HEALTH UPDATE: Mayo Clinic called and offered me an appointment! I will go see them in Rochester, MN in February after my first round of chemo. Port placement is tomorrow morning.
What a day. So many calls. Being sick is a full time job…and I’m not doing half the work! Shout out to my friends and family that are helping me so much! It’s been very difficult to focus on what I need and where to start in order to save my life. I get so distracted with worries. I would describe it like a big black tornado being sucked into the ground. It wants to pull me in so bad and the sadness in my heart just wants to let go and swirl into the darkness. I can’t let that happen! I have many moments where I’m on the edge. I’m about to get sucked in but then something happens and I’m hopeful and determined again. So many wonderful things happen. My sweet Willow’s smile & laughter. My husband Tom’s loving but concerned puppy eyes. Family and friends supportive calls and texts. The support makes my heart happy and I’m so overwhelmed and appreciative.

Extracted data entries

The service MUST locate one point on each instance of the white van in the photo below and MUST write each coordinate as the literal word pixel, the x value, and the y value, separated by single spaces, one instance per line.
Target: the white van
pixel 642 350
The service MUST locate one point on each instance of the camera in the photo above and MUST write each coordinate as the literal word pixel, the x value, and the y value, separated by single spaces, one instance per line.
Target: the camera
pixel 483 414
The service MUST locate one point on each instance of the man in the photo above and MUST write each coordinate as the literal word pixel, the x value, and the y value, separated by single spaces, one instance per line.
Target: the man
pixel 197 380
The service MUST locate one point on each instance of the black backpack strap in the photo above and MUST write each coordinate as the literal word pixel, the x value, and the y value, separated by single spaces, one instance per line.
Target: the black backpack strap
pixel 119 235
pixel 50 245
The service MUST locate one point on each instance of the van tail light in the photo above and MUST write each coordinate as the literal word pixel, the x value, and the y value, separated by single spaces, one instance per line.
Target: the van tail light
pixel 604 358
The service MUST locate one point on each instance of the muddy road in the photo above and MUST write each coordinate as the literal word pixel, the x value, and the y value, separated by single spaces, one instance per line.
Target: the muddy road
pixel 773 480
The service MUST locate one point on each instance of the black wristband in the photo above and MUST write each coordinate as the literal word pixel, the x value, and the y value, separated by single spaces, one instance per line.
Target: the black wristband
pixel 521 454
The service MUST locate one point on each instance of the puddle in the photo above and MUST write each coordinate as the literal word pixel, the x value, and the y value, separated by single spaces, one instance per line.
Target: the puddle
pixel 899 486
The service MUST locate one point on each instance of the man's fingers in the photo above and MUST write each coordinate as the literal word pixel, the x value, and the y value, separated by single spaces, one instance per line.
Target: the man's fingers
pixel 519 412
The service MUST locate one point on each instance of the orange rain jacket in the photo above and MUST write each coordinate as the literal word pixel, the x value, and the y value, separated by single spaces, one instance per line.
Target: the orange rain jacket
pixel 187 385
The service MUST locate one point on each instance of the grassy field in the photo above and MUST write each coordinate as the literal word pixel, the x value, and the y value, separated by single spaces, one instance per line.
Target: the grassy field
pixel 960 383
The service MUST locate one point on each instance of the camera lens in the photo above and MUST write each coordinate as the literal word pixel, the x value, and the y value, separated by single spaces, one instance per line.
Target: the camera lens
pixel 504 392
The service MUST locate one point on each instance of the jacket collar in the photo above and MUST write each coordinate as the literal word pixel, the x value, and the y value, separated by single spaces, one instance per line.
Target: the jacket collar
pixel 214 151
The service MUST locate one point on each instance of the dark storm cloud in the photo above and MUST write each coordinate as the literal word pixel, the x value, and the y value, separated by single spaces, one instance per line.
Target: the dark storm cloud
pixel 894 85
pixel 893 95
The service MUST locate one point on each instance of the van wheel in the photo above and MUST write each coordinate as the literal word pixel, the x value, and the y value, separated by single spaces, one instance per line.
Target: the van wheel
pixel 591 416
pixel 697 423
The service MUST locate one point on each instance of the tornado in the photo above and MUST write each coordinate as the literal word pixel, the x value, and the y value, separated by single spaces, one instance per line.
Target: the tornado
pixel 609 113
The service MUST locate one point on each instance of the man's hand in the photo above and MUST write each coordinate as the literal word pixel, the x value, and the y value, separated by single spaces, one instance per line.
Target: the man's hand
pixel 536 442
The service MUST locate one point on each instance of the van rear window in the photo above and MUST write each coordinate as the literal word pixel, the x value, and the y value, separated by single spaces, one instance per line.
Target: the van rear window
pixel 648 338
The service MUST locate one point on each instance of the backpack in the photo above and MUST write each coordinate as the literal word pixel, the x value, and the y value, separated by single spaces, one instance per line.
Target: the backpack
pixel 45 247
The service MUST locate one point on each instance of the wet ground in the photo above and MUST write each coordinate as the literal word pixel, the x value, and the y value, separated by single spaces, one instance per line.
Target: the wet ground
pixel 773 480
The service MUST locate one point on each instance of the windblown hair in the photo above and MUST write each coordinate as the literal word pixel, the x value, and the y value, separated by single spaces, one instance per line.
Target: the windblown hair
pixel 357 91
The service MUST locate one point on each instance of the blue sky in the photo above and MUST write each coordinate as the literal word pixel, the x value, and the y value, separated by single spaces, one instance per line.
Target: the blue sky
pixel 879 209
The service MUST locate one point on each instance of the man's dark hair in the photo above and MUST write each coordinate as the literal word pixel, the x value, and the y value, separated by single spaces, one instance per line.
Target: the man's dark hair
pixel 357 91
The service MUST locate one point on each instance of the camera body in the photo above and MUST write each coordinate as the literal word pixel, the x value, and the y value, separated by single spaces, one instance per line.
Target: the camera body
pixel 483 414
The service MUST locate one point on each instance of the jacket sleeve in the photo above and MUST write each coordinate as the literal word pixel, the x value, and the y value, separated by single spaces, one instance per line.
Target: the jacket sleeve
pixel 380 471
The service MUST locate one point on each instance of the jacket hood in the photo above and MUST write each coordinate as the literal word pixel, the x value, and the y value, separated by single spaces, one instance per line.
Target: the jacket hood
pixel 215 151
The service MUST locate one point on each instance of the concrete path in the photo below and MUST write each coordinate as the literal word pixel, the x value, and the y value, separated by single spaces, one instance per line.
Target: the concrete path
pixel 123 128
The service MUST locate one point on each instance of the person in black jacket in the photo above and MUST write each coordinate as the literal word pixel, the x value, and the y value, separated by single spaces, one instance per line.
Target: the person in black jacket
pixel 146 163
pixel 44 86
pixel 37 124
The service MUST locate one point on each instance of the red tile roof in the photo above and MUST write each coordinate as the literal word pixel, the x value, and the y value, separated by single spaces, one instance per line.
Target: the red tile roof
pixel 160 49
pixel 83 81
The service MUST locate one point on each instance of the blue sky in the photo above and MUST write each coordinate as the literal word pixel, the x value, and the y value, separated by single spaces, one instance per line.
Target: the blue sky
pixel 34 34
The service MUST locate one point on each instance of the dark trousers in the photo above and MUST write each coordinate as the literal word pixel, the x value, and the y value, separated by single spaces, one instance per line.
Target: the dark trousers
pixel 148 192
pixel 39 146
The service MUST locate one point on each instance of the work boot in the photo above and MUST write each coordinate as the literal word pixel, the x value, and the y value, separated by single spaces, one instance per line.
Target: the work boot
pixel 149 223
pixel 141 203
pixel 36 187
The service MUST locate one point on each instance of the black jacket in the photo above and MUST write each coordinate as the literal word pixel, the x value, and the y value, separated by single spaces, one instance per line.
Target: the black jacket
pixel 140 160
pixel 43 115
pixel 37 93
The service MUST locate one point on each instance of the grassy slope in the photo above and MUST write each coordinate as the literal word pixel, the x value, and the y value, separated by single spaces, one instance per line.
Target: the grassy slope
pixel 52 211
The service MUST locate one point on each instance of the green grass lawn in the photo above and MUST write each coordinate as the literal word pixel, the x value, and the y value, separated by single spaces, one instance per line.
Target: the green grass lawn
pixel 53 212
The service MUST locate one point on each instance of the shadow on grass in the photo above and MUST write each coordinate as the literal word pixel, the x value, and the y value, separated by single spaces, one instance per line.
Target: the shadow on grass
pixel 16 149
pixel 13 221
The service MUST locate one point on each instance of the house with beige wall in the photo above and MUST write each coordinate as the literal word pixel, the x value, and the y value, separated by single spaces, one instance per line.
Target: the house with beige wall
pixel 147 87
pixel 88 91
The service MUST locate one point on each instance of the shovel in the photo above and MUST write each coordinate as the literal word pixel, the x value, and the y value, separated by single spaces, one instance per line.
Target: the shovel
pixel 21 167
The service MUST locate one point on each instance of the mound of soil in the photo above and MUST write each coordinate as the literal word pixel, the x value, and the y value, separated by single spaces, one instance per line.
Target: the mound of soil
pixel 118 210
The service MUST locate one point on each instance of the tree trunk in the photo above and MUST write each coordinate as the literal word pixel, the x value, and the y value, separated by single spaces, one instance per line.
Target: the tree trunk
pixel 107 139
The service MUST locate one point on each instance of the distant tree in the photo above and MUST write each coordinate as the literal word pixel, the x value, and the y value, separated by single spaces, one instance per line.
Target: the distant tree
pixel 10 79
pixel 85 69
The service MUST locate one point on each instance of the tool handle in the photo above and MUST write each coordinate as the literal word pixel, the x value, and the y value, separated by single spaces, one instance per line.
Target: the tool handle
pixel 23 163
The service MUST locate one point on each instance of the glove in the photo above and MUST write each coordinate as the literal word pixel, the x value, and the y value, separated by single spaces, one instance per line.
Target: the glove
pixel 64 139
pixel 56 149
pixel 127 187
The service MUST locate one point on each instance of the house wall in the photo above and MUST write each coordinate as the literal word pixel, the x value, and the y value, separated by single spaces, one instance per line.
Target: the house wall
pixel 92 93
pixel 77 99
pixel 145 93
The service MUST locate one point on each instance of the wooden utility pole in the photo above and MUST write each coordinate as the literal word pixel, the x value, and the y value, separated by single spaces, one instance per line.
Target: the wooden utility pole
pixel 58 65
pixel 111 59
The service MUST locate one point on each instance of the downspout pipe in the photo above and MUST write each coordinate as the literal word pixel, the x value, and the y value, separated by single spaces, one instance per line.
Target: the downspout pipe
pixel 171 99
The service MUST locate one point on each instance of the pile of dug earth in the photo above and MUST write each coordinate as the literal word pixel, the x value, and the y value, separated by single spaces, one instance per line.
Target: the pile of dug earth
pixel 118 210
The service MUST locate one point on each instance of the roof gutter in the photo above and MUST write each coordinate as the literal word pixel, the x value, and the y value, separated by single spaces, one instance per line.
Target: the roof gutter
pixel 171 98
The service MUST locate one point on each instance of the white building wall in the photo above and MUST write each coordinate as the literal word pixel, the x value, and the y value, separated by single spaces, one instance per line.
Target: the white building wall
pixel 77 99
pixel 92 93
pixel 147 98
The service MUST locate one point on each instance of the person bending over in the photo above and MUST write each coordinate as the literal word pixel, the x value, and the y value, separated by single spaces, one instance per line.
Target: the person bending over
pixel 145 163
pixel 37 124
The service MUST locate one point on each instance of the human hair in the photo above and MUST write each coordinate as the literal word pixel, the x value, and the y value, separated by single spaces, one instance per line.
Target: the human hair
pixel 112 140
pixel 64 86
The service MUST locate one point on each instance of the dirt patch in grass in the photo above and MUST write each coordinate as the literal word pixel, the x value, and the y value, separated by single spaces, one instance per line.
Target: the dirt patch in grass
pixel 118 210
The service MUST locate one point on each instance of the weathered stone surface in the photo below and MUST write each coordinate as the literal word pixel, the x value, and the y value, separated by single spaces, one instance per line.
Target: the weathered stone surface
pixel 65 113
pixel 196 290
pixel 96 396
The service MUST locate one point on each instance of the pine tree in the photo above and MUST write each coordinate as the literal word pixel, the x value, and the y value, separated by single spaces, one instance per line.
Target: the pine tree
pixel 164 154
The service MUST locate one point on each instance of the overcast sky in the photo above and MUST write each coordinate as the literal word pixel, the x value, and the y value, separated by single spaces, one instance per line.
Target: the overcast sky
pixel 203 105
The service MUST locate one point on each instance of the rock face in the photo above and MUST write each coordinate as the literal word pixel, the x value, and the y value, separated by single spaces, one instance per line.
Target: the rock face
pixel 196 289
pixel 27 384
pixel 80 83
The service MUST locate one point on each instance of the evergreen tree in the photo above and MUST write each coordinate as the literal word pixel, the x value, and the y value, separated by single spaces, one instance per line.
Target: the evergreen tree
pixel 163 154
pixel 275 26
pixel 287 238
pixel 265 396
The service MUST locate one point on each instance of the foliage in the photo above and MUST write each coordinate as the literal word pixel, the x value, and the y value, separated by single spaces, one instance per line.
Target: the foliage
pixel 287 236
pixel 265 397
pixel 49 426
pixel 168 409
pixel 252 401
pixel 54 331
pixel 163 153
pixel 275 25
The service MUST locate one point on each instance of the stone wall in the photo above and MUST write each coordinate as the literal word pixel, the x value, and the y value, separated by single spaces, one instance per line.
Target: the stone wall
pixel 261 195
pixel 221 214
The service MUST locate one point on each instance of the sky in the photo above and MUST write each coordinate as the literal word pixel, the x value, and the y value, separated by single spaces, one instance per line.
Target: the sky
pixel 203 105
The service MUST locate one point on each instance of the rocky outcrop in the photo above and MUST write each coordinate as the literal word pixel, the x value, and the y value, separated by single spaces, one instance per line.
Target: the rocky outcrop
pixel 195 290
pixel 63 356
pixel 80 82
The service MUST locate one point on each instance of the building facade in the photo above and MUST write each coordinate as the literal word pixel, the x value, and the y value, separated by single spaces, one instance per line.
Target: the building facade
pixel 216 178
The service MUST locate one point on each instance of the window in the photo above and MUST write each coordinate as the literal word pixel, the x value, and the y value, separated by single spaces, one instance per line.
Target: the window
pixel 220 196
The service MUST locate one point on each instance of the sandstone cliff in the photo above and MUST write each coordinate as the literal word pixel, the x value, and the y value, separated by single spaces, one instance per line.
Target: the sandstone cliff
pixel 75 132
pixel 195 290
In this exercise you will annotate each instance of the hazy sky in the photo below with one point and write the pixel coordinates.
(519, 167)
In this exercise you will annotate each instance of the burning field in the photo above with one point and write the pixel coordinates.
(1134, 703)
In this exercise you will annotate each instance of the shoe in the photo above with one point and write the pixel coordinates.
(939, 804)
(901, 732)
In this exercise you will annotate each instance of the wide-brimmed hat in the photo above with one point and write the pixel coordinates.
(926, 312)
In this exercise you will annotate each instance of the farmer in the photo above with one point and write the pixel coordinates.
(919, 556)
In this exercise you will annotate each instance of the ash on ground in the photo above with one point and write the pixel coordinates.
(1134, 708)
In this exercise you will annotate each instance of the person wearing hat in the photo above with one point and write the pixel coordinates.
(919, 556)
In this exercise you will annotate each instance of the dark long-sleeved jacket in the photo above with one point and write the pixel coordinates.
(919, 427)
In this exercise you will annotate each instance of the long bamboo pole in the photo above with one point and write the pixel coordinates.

> [EXPLORE THE MATERIAL]
1) Based on the health update, why has it been hard for the writer to focus on what is needed to save the writer's life? Answer in one to three sentences.
2) Answer these questions from the health update:
(a) Where and when will the writer see Mayo Clinic?
(b) What is scheduled for tomorrow morning?
(c) What is the name of the writer's husband?
3) Reproduce the part of the health update between "What a day." and "overwhelmed and appreciative.", inclusive.
Answer using only the health update, not the items.

> [ANSWERS TO THE EXERCISES]
1) The writer gets very distracted by worries. The writer describes this as a big black tornado being sucked into the ground that pulls at them and that the sadness in their heart wants to give in to.

2)
(a) In Rochester, MN, in February, after the first round of chemo.
(b) Port placement.
(c) Tom.

3)
What a day. So many calls. Being sick is a full time job…and I’m not doing half the work! Shout out to my friends and family that are helping me so much! It’s been very difficult to focus on what I need and where to start in order to save my life. I get so distracted with worries. I would describe it like a big black tornado being sucked into the ground. It wants to pull me in so bad and the sadness in my heart just wants to let go and swirl into the darkness. I can’t let that happen! I have many moments where I’m on the edge. I’m about to get sucked in but then something happens and I’m hopeful and determined again. So many wonderful things happen. My sweet Willow’s smile & laughter. My husband Tom’s loving but concerned puppy eyes. Family and friends supportive calls and texts. The support makes my heart happy and I’m so overwhelmed and appreciative.